At a Kennedy Center concert in Washington, DC last week, I sat next to a woman who popped some gummy vitamins as Russian virtuoso Daniil Trifonov played a blistering passage from Stravinsky’s Russian Dance. As the celebrated pianist tackled a rousing Shostakovich fugue a few minutes later, she again reached under her seat, this time pulling out some hand lotion for her already well-moisturized hands. “Want some?,” she muttered to her companion, tossing the tube of honeysuckle-scented cream on his lap.

At the New York Philharmonic last month, an elderly woman in the front row flipped through a long New Yorker feature, as Yo-Yo Ma shredded his cello just a few feet away. A few rows back, a businessman caught up on sleep.

The gym.
The gym.
Image: Reuters/Lisi Niesner

Performers can hardly be blamed for not winning their audience’s attention. Without elaborate sets and dance numbers to entertain our eyes and no twisted plot lines to follow, watching a live orchestra can feel like a marathon of slow-burn, abstract art.

The New York Times chief classical music critic Anthony Tommasini has observed that the rigor of classical concerts prevents more people from going to the symphony. ”That live classical music requires concertgoers to listen and focus, often for lengthy stretches, has long seemed off-putting to many potential aficionados,” he writes in a 2015 essay. (paywall) But even for newcomers who can’t tell the difference between Bach and Beethoven, there’s an argument for going to the symphony: A regimen of classical concert-going might be able to allay today’s sagging attention spans and flabby focus muscles.

▸ **Set task a**: Convert the lines of the listing that run from the line containing "If you wouldn't mind, I'd love your help finding the field" through the end of the listing, both included, into a JSON list of strings, one string per line, leaving out any blank lines.
The article on concert audiences and the listing that comes next are independent materials with no connection between them.

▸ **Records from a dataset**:

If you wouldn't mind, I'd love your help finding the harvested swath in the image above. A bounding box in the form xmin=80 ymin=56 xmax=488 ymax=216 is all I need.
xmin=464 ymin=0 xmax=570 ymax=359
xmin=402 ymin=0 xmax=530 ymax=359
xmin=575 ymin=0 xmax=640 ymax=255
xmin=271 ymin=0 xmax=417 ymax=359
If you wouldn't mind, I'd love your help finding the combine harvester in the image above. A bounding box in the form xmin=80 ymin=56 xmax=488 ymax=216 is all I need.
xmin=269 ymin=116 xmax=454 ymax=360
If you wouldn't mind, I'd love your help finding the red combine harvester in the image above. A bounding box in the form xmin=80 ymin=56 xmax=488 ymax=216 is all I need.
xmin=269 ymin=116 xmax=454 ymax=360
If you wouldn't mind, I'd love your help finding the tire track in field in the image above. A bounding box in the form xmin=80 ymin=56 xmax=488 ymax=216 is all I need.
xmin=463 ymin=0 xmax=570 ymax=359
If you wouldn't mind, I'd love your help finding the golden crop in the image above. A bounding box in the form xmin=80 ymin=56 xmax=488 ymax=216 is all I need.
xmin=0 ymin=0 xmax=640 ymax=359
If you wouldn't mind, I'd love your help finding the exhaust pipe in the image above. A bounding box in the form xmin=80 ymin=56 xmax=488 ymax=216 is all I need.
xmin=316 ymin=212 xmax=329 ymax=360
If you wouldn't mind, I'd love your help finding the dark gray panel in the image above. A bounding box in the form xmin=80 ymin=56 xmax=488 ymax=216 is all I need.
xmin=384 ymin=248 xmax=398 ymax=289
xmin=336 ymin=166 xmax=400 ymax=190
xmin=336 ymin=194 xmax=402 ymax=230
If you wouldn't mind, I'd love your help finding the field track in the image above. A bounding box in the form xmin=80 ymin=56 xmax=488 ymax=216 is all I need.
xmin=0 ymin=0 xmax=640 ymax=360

▸ **Set task b**: Carry on the article about classical concert audiences and attention spans from the point where it stops.

▸ **Exercise answer a**:
[
  "If you wouldn't mind, I'd love your help finding the field track in the image above. A bounding box in the form xmin=80 ymin=56 xmax=488 ymax=216 is all I need.",
  "xmin=0 ymin=0 xmax=640 ymax=360"
]

▸ **Exercise answer b**:
Like going to the gym, sometimes getting ready to see a show can be a slog, especially on busy weeks. It’s tempting to think, “Should I spend these three hours finishing work instead?” “Can I stand to be without my phone for such a long stretch?” Sitting for 90 minutes for Mahler’s Third Symphony—considered the longest piece in classical repertoire—once made me sweat, aching to check my phone.

I’m not talking about ambient classical music, which itself has been proven to have many benefits from reducing stress, helping students remain focused during lectures, and to improving visual attention for stroke victims. I’m suggesting a routine of actually showing up at live performances, as an exercise in focused listening and thought monogamy.

Gil, my classical music-loving godfather introduced me to the symphony. The very first live performance we saw together was Bach’s uplifting Brandenburg Concertos at New York’s Lincoln Center. At intermission, I asked him where to fix my gaze and what I should be thinking of. He smiled and suggested to look towards the baroque harpsichord brought in specially for the performance and  just “feel the music.” While I really enjoyed Bach’s lively 1721 composition, I longed for the formal concert to end.

But a breakthrough came with the work of Russian composer Modest Mussorgsky. Knowing that I love visual art, Gil took me to a performance of Mussorgsky’s Pictures at an Exhibition. As we settled into our seats at Carnegie Hall, he suggested I visualize the 10 paintings suggested by the notes in each movement. Through the length of the piece, my mind was focused on picturing a squat, lurching gnome on the first movement, a sunny stroll through the Tuileries Garden on the third movement and my favorite, the comedic chaos of the Ballet of Unhatched Chicks on the fifth. Since then, I realized that even if I knew nothing about a piece, I could make sense of the implied narrative of classical scores—taking clues from shifts and cadences—if I gave it my full attention. New classical music pieces are endurance training for focus.

Before Mussorgsky, the pressure to keep up with a job, grad school and constant pings from my mobile phone had eroded my ability to listen and focus so intently. Like the rest of the so-called multitasking generation (a.k.a. GenM), my default mode is to start two or more things at the same time, and that approach had compromised my ability to finish novels, TV shows, and projects efficiently. It also made me impatient, divided my affections and diluted my resolutions.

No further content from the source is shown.